▶ SOURCE TEXT:
# # #
Andrew Cuomo is leading the Democratic primary race for mayor of New York City — but he may just be angling for a way to get back into politics so he can run for national office, analysts and political rivals say.
“I did hear that he is running for mayor so that he can run for president in 2028,” a former politician from Queens, who knows Cuomo well, told The Post.
Political strategist Hank Sheinkopf believes Cuomo likely has presidential ambitions, but was not sure that a mayoral win in New York would help the former governor.
“He’s always been ambitious so it wouldn’t surprise me,” Sheinkopf told The Post this week. “But what mayor of New York has ever been elected president of the United States?”
Rival candidate Scott Stringer, a former Manhattan borough president and New York City comptroller, speculated that Cuomo likely has an ulterior motive.
“Nobody really thinks he wants to … be mayor,” Stringer’s campaign said Wednesday.
But Cuomo’s campaign told The Post he is committed to the job he doesn’t yet have.
“Andrew Cuomo is fully focused on the mayor’s race and getting the city he loves back on the right track after 12 years of mismanagement,” said Cuomo rep Rich Azzopardi. “There’s much work to be done and New Yorkers know he has the experience and the record of results to do it.”
During a candidates’ forum organized by civil rights leader Al Sharpton last month, Cuomo brushed aside a question about whether he would promise to serve a full term if elected mayor.
“No. What if I die?” the 67-year-old replied. “Short of death, I commit.”
But it wouldn’t be the first time that Cuomo had changed his mind.
This week he rolled out a proposal to boost the city’s minimum wage to $20 by 2027 — after having struck down the move when he was governor of New York.
And after dismissing a proposal by former Mayor Bill de Blasio to institute a universal “pre-K” program in city schools in 2014, Cuomo has now promised to make the program “truly universal” if he is elected mayor.
Such measures are likely efforts to counter the rising poll numbers of socialist candidate Zohran Mamdani, Cuomo’s closest rival, Sheinkopf said.
The latest PIX 11/ Emerson College poll has Mamdani, a Queens state Assemblyman, trailing Cuomo for 10 rounds of ranked-choice voting before being eliminated with a nine-point spread, 54.4% to 45.6%.
“Mamdani has fresher ideas, and this may be a close race,” Sheinkopf said.
# # #
▶ INFORMATION:
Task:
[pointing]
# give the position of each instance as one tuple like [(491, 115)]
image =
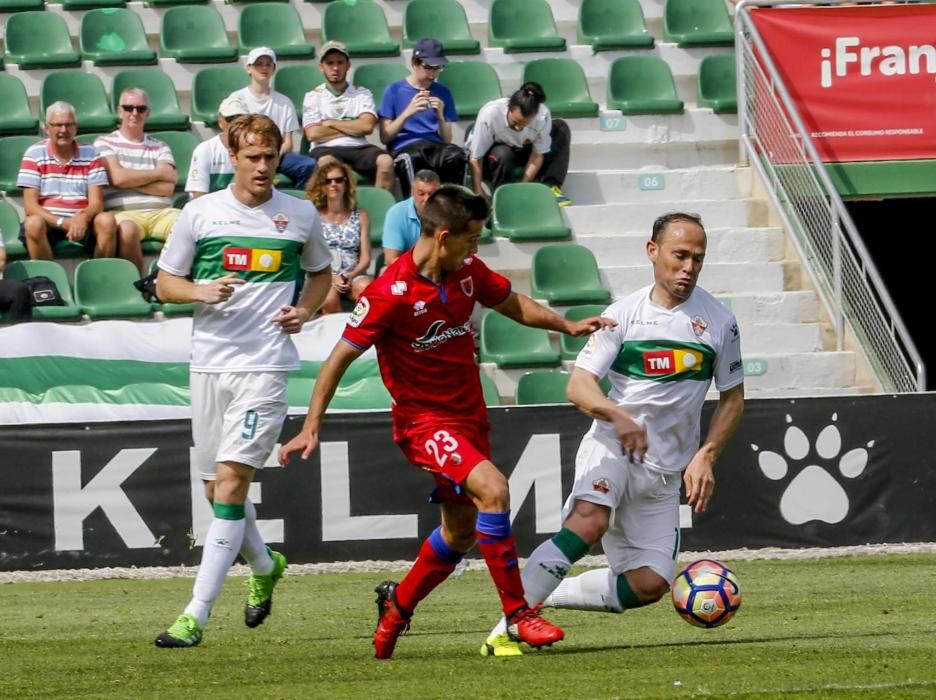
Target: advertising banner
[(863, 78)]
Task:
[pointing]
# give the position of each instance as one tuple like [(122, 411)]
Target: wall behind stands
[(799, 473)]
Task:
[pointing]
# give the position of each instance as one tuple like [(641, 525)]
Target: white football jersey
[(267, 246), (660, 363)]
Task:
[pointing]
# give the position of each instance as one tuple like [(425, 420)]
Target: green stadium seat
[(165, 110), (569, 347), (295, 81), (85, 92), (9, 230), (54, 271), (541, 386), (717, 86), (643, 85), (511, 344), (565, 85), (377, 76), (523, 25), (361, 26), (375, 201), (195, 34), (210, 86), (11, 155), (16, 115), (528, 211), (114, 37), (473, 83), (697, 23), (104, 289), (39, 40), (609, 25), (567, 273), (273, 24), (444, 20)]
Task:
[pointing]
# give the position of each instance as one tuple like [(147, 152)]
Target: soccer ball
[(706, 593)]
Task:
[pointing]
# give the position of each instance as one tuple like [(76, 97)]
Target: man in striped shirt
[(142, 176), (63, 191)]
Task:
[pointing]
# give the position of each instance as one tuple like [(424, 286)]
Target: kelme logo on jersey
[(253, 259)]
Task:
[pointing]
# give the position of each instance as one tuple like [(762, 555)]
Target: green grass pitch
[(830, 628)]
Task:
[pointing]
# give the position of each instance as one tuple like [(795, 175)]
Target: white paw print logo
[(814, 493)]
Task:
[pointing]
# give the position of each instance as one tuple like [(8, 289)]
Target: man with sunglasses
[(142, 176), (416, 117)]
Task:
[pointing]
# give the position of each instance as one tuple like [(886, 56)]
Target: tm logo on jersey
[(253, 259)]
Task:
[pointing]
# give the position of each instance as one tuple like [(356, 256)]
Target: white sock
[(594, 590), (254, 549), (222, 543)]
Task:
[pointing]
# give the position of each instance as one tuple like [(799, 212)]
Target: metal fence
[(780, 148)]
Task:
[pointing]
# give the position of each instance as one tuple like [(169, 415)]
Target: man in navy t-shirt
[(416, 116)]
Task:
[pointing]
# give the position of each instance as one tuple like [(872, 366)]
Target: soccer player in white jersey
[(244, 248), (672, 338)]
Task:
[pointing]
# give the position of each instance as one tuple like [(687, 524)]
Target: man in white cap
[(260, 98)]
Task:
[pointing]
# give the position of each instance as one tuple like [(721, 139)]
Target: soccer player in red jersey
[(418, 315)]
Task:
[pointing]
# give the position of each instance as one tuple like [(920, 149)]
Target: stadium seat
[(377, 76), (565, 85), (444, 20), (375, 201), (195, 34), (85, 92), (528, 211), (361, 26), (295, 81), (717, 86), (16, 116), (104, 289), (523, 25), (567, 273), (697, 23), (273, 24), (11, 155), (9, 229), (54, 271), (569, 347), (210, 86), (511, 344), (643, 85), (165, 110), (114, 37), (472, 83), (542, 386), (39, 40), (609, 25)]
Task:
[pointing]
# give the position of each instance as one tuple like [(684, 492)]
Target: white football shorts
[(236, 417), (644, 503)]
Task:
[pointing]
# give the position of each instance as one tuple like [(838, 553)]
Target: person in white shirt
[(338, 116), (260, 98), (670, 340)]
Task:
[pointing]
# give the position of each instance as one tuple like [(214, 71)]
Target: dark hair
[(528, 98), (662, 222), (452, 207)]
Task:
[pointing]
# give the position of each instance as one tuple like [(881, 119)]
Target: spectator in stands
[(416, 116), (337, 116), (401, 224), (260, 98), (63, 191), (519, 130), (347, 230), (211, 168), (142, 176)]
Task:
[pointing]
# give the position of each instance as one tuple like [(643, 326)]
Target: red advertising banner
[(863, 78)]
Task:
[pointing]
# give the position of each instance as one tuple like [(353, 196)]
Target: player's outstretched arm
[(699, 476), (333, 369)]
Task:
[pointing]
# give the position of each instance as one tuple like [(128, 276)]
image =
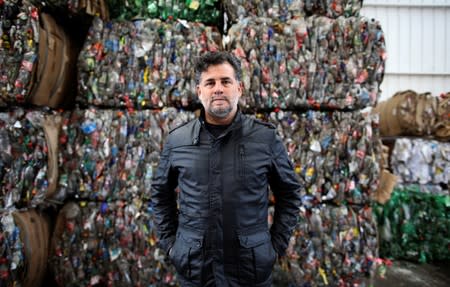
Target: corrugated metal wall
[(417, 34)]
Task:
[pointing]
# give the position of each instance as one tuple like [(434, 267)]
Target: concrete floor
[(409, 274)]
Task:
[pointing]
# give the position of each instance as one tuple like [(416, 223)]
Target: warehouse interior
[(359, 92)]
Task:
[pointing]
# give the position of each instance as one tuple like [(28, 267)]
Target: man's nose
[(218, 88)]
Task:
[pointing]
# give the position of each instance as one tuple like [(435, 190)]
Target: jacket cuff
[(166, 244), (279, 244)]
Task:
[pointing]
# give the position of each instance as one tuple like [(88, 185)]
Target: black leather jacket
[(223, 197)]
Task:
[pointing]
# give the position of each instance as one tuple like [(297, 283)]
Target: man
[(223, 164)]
# # #
▶ QUESTIONS TO ANSWER:
A – According to the article about Andrew Cuomo's mayoral run, what minimum wage did he propose for the city, and by what year?
B – Reproduce the part of the article about Andrew Cuomo's mayoral run starting with "This week he" and going on through "is elected mayor.".
The records have no connection to the text.

▶ ANSWER SECTION:
A – He proposed raising the city's minimum wage to $20 by 2027.

B –
This week he rolled out a proposal to boost the city’s minimum wage to $20 by 2027 — after having struck down the move when he was governor of New York.
And after dismissing a proposal by former Mayor Bill de Blasio to institute a universal “pre-K” program in city schools in 2014, Cuomo has now promised to make the program “truly universal” if he is elected mayor.